- Data shown:

· · · · · · ·

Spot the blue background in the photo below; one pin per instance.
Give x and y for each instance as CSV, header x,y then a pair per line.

· · · · · · ·

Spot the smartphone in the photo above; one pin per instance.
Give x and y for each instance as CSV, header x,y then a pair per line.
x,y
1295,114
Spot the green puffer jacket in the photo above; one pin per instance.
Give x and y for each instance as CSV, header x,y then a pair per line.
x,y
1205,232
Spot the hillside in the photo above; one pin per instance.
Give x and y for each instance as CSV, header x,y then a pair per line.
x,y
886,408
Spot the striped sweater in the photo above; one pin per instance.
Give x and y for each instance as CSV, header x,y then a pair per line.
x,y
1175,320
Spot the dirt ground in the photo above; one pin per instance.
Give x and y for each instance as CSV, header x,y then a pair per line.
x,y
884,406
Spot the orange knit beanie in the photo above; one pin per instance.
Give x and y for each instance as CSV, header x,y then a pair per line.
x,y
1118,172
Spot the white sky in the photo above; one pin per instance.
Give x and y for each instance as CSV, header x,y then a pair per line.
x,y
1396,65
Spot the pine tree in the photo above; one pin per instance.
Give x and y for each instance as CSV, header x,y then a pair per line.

· · · · · · ·

- Instructions to follow: Can you collect every line in the listing above that contains the word "dirt"?

- Full answer:
Spot the dirt ground in the photo above; one pin per instance.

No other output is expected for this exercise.